» ACTIVITY
Reproduce every record below word for word and include no pictures.

[Opening DATA FOR ANALYSIS section]

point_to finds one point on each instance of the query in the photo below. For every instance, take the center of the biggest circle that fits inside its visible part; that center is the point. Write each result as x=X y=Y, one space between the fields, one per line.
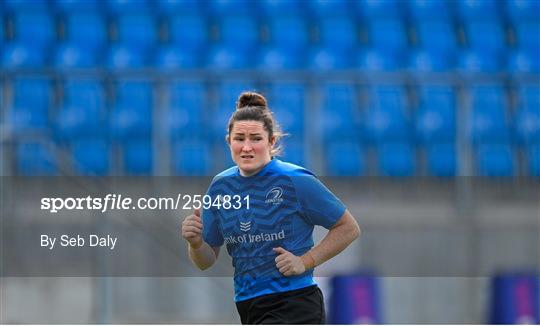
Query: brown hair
x=252 y=106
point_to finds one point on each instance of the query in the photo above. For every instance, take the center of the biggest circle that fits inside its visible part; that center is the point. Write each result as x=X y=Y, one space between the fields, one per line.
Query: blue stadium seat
x=32 y=92
x=138 y=157
x=441 y=159
x=529 y=95
x=169 y=7
x=228 y=7
x=386 y=124
x=34 y=28
x=178 y=57
x=338 y=32
x=134 y=93
x=77 y=122
x=127 y=122
x=494 y=160
x=124 y=57
x=386 y=119
x=429 y=9
x=396 y=159
x=321 y=59
x=86 y=29
x=436 y=117
x=526 y=33
x=520 y=10
x=288 y=102
x=188 y=30
x=294 y=152
x=286 y=31
x=239 y=31
x=340 y=117
x=123 y=6
x=138 y=30
x=478 y=62
x=35 y=159
x=73 y=56
x=19 y=55
x=479 y=9
x=524 y=62
x=30 y=106
x=376 y=61
x=191 y=158
x=226 y=57
x=276 y=8
x=78 y=5
x=344 y=159
x=488 y=115
x=377 y=9
x=528 y=125
x=274 y=58
x=91 y=156
x=26 y=5
x=430 y=61
x=228 y=93
x=83 y=113
x=85 y=92
x=187 y=103
x=533 y=160
x=335 y=8
x=485 y=36
x=132 y=115
x=436 y=35
x=387 y=35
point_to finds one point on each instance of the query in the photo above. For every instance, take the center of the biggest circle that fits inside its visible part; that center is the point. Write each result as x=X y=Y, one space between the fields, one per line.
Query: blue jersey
x=285 y=203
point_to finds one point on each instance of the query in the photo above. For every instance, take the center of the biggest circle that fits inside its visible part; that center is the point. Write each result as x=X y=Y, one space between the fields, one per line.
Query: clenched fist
x=288 y=264
x=192 y=228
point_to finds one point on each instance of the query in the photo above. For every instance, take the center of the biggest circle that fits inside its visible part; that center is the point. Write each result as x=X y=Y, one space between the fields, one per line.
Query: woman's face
x=250 y=146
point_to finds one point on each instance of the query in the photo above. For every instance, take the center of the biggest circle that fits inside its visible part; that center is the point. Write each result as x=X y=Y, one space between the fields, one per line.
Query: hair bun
x=250 y=99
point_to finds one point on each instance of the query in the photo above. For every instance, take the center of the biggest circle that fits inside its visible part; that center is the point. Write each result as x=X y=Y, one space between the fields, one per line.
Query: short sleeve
x=319 y=204
x=211 y=226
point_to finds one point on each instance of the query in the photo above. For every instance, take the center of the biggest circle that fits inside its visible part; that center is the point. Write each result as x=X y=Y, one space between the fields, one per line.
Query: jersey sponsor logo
x=254 y=238
x=274 y=196
x=245 y=226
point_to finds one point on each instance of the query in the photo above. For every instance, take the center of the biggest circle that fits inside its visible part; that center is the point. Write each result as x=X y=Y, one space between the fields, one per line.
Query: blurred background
x=397 y=91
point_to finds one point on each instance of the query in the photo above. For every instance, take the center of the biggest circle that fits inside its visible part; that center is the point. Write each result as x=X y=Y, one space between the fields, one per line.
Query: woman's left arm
x=341 y=235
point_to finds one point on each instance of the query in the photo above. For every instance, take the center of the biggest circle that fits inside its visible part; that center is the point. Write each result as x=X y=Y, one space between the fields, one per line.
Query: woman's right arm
x=200 y=253
x=204 y=256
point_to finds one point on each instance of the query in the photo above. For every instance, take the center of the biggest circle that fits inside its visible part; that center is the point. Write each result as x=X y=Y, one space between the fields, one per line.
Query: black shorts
x=302 y=306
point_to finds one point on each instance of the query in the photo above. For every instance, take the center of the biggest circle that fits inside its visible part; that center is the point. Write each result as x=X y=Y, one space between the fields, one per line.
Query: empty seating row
x=121 y=58
x=188 y=108
x=142 y=30
x=343 y=122
x=465 y=9
x=138 y=157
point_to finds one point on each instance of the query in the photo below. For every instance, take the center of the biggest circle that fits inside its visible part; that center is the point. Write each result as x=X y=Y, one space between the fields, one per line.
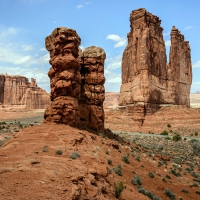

[Closing DATA FOR ANALYSIS section]

» REPLY
point_to finds one point on each instance of the query in the photo below. For every instance, take the center of the biggest circle that fits inside its visible part; that center is the point. Write each result as x=X y=Y, one space between the fields, one per line.
Query: brown hair
x=252 y=106
point_to finds one point on each instance of the query in the photo above. For every instance, take the center of the biggest circle that fits inside its visible part; that center is the point. Write each result as x=X y=Y, one space between the fields, one per line.
Query: blue stadium seat
x=32 y=92
x=138 y=157
x=441 y=159
x=529 y=95
x=169 y=7
x=228 y=7
x=386 y=124
x=34 y=28
x=178 y=57
x=338 y=32
x=134 y=93
x=77 y=122
x=127 y=122
x=494 y=160
x=124 y=57
x=386 y=119
x=429 y=9
x=396 y=159
x=321 y=59
x=86 y=29
x=436 y=117
x=526 y=33
x=520 y=10
x=288 y=102
x=188 y=30
x=294 y=152
x=286 y=31
x=239 y=31
x=340 y=117
x=123 y=6
x=138 y=30
x=478 y=62
x=35 y=159
x=73 y=56
x=19 y=55
x=479 y=9
x=524 y=62
x=30 y=106
x=376 y=61
x=191 y=158
x=226 y=57
x=276 y=8
x=78 y=5
x=344 y=159
x=488 y=115
x=377 y=9
x=528 y=125
x=274 y=58
x=91 y=156
x=26 y=5
x=430 y=61
x=228 y=93
x=83 y=113
x=85 y=92
x=187 y=103
x=533 y=160
x=335 y=8
x=485 y=36
x=132 y=115
x=436 y=35
x=387 y=35
point_to finds one point on each instance of the query in the photo above. For every instance, take the center of the biggest circle that fits inside its visible part; that center is the point. Write each result as x=X y=Y, one space between the fields, one per line.
Query: blue jersey
x=285 y=203
point_to finds one point on each instance of the query in the photo above. For every instance, take the center of the biggest circle that fits inside its visible part; that center is the point. Write each result as x=X y=Y, one space between the fields, one per line.
Query: clenched fist
x=288 y=264
x=192 y=228
point_to finds one point on each instance of the query in the photo above. For every instance, take the center of the biggest circle that fits inside its visible part; that center is the point. Write each result as x=X y=Y, one space between the fields, one per line.
Query: woman's face
x=250 y=146
point_to finds one point on each instance of the query in the photo above. For every instance, take the center of the biggest circle that fits inside its visible part; that center is the point. Write each result as x=X y=Y, one space between the fields, one per line.
Query: hair bun
x=250 y=99
point_to finds one point on each instance of the query in the photo above. For every instance, take the center of the biggest circle that fits inside its visible part; that center is the point. Write each result as x=X y=Y, one space between the fields, one per line.
Query: short sleeve
x=319 y=204
x=211 y=226
point_to finds one point on each instance of the query in the photo above. For every instance, take the center of the biggest circle that fits inside its visible part; that center is the point. Write each result as x=X y=Y, one space between the fields, one per line.
Query: jersey sponsor logo
x=254 y=238
x=274 y=196
x=245 y=226
point_to finds one point on each instance of the query in the photo above. For every instance, take the center of the biggest circle that fits inside its visible part; that center is the point. Write each result as x=X y=Y, one space between the fields, one per line.
Query: blurred background
x=397 y=91
point_to finds one point on each instance of the query in the photo above. For every instance, take the center of the biggest circle that fits inside its visible part; that center is the point. Write each result as x=X y=Y, one space between the fields, one per line.
Query: woman's left arm
x=341 y=235
point_to finds one point on each instance of the query in the photo above. For every instance, take the center of the biggest circle that fits inside its visible part; that center is the point. Write each result as x=X y=Y, one space between the fields, one per line.
Query: woman's right arm
x=200 y=253
x=204 y=256
point_to finds one point on each instance of the query in the photo above. For every instance, take the center of the biggest circle that fits inside its visible part; that center is the point. Write each result as x=X y=Y, one space between the fields, one per line.
Query: black shorts
x=302 y=306
point_to finds one point on each instance of the query in the photo above. For every instance, take the center of the biggest circle that fits inside its visible part; that center is the point. Write each result as x=X y=Y, one space between the fields, one per line.
Query: empty seating row
x=121 y=58
x=188 y=108
x=142 y=30
x=343 y=122
x=465 y=9
x=138 y=157
point_to finds one point on each instance of the query in the photo below. For every instance, take the center of the biggest circle that fits inside its visible part; that center is the point. Write each result as x=X y=Y, one space between the fields, one per line.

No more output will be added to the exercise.